Supplied records
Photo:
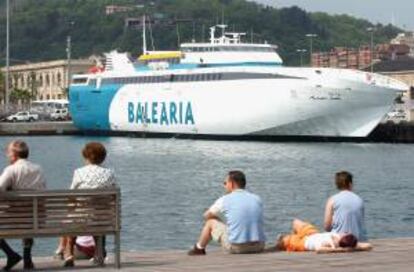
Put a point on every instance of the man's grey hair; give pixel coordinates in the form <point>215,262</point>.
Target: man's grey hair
<point>20,149</point>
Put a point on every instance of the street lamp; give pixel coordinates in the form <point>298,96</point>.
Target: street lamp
<point>69,54</point>
<point>301,52</point>
<point>371,30</point>
<point>6,89</point>
<point>311,36</point>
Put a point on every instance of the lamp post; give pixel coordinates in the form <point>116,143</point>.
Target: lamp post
<point>69,54</point>
<point>311,36</point>
<point>6,89</point>
<point>301,52</point>
<point>371,31</point>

Task description
Write out all of the data above again, requests included, without the pictures. Increase every point coordinate in the answers by 70, but keep the numbers in the requests and their sample formats unchanged.

Solution to this exercise
Photo:
Put a point on every instance of the man's grey hair; give pixel coordinates in the form <point>215,262</point>.
Target: man's grey hair
<point>90,219</point>
Put a point on every instance of the street lamp; give pixel coordinates in the form <point>298,96</point>.
Target: street lamp
<point>139,124</point>
<point>371,122</point>
<point>441,100</point>
<point>76,159</point>
<point>381,106</point>
Put a point on every instance of the lamp post; give pixel coordinates in the form <point>116,143</point>.
Target: lamp post
<point>139,124</point>
<point>381,106</point>
<point>76,159</point>
<point>371,122</point>
<point>441,101</point>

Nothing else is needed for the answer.